Report every line below that contains the word "window", copying each one in full.

## Start EXCERPTED DATA

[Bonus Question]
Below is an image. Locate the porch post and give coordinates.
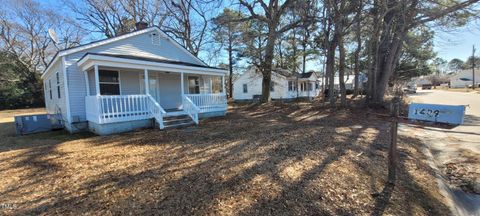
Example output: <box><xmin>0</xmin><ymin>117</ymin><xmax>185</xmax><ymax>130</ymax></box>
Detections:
<box><xmin>143</xmin><ymin>69</ymin><xmax>150</xmax><ymax>95</ymax></box>
<box><xmin>180</xmin><ymin>72</ymin><xmax>185</xmax><ymax>98</ymax></box>
<box><xmin>94</xmin><ymin>65</ymin><xmax>100</xmax><ymax>96</ymax></box>
<box><xmin>83</xmin><ymin>71</ymin><xmax>90</xmax><ymax>96</ymax></box>
<box><xmin>222</xmin><ymin>75</ymin><xmax>227</xmax><ymax>95</ymax></box>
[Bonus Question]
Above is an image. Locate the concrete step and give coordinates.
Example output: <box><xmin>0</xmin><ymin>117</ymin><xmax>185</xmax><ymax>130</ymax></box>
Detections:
<box><xmin>159</xmin><ymin>115</ymin><xmax>195</xmax><ymax>129</ymax></box>
<box><xmin>164</xmin><ymin>121</ymin><xmax>195</xmax><ymax>129</ymax></box>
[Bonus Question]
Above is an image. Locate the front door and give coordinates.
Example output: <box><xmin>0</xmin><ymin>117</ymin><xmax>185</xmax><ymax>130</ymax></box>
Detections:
<box><xmin>158</xmin><ymin>73</ymin><xmax>182</xmax><ymax>109</ymax></box>
<box><xmin>148</xmin><ymin>74</ymin><xmax>160</xmax><ymax>103</ymax></box>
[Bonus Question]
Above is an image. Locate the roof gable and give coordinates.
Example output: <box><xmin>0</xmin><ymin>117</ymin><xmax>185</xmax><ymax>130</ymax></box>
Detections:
<box><xmin>59</xmin><ymin>26</ymin><xmax>203</xmax><ymax>66</ymax></box>
<box><xmin>44</xmin><ymin>26</ymin><xmax>207</xmax><ymax>74</ymax></box>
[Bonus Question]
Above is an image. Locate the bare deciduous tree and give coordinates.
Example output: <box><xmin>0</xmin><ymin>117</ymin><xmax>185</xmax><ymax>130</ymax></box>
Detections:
<box><xmin>239</xmin><ymin>0</ymin><xmax>314</xmax><ymax>102</ymax></box>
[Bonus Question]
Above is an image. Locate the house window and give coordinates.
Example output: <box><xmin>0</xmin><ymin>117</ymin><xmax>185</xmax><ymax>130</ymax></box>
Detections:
<box><xmin>212</xmin><ymin>76</ymin><xmax>223</xmax><ymax>93</ymax></box>
<box><xmin>48</xmin><ymin>79</ymin><xmax>52</xmax><ymax>100</ymax></box>
<box><xmin>188</xmin><ymin>76</ymin><xmax>200</xmax><ymax>94</ymax></box>
<box><xmin>98</xmin><ymin>70</ymin><xmax>120</xmax><ymax>95</ymax></box>
<box><xmin>288</xmin><ymin>81</ymin><xmax>297</xmax><ymax>91</ymax></box>
<box><xmin>300</xmin><ymin>82</ymin><xmax>307</xmax><ymax>91</ymax></box>
<box><xmin>55</xmin><ymin>71</ymin><xmax>61</xmax><ymax>98</ymax></box>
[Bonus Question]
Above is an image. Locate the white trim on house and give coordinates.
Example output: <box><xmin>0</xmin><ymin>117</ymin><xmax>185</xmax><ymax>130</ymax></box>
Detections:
<box><xmin>41</xmin><ymin>26</ymin><xmax>207</xmax><ymax>79</ymax></box>
<box><xmin>61</xmin><ymin>56</ymin><xmax>72</xmax><ymax>123</ymax></box>
<box><xmin>77</xmin><ymin>54</ymin><xmax>228</xmax><ymax>75</ymax></box>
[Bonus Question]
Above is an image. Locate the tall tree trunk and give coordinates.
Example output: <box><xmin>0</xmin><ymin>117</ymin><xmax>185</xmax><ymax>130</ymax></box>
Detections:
<box><xmin>365</xmin><ymin>0</ymin><xmax>384</xmax><ymax>104</ymax></box>
<box><xmin>326</xmin><ymin>33</ymin><xmax>337</xmax><ymax>106</ymax></box>
<box><xmin>302</xmin><ymin>42</ymin><xmax>307</xmax><ymax>73</ymax></box>
<box><xmin>261</xmin><ymin>28</ymin><xmax>276</xmax><ymax>102</ymax></box>
<box><xmin>337</xmin><ymin>31</ymin><xmax>347</xmax><ymax>107</ymax></box>
<box><xmin>353</xmin><ymin>0</ymin><xmax>362</xmax><ymax>98</ymax></box>
<box><xmin>372</xmin><ymin>0</ymin><xmax>408</xmax><ymax>105</ymax></box>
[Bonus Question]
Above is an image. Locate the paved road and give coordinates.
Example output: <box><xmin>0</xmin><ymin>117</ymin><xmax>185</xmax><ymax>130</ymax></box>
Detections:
<box><xmin>400</xmin><ymin>90</ymin><xmax>480</xmax><ymax>215</ymax></box>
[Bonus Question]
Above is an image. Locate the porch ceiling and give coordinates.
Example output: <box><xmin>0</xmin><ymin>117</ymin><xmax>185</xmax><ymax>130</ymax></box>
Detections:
<box><xmin>77</xmin><ymin>53</ymin><xmax>228</xmax><ymax>75</ymax></box>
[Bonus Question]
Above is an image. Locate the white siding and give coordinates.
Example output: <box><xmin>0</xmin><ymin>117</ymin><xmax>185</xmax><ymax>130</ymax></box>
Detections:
<box><xmin>120</xmin><ymin>70</ymin><xmax>143</xmax><ymax>95</ymax></box>
<box><xmin>233</xmin><ymin>70</ymin><xmax>291</xmax><ymax>100</ymax></box>
<box><xmin>233</xmin><ymin>70</ymin><xmax>320</xmax><ymax>100</ymax></box>
<box><xmin>66</xmin><ymin>32</ymin><xmax>204</xmax><ymax>121</ymax></box>
<box><xmin>87</xmin><ymin>70</ymin><xmax>97</xmax><ymax>95</ymax></box>
<box><xmin>43</xmin><ymin>61</ymin><xmax>67</xmax><ymax>120</ymax></box>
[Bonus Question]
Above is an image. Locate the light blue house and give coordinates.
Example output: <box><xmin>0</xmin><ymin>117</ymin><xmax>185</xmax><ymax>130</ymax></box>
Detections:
<box><xmin>42</xmin><ymin>25</ymin><xmax>227</xmax><ymax>135</ymax></box>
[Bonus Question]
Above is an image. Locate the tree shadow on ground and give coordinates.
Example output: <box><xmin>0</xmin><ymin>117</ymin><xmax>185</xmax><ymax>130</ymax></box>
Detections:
<box><xmin>2</xmin><ymin>106</ymin><xmax>452</xmax><ymax>215</ymax></box>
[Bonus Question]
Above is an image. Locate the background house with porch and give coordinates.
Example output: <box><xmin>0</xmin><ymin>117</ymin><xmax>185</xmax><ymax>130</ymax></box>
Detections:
<box><xmin>42</xmin><ymin>25</ymin><xmax>227</xmax><ymax>135</ymax></box>
<box><xmin>233</xmin><ymin>68</ymin><xmax>321</xmax><ymax>101</ymax></box>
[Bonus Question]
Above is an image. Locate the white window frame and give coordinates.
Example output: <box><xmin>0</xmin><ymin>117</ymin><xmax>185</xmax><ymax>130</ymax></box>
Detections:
<box><xmin>55</xmin><ymin>71</ymin><xmax>62</xmax><ymax>99</ymax></box>
<box><xmin>48</xmin><ymin>78</ymin><xmax>53</xmax><ymax>100</ymax></box>
<box><xmin>98</xmin><ymin>69</ymin><xmax>122</xmax><ymax>95</ymax></box>
<box><xmin>187</xmin><ymin>76</ymin><xmax>202</xmax><ymax>94</ymax></box>
<box><xmin>288</xmin><ymin>80</ymin><xmax>297</xmax><ymax>91</ymax></box>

## End EXCERPTED DATA

* OUTPUT OF THE TASK
Above is an image. Locate the house window and give coordinates.
Above is an image. Locate the white window frame and give coordinates.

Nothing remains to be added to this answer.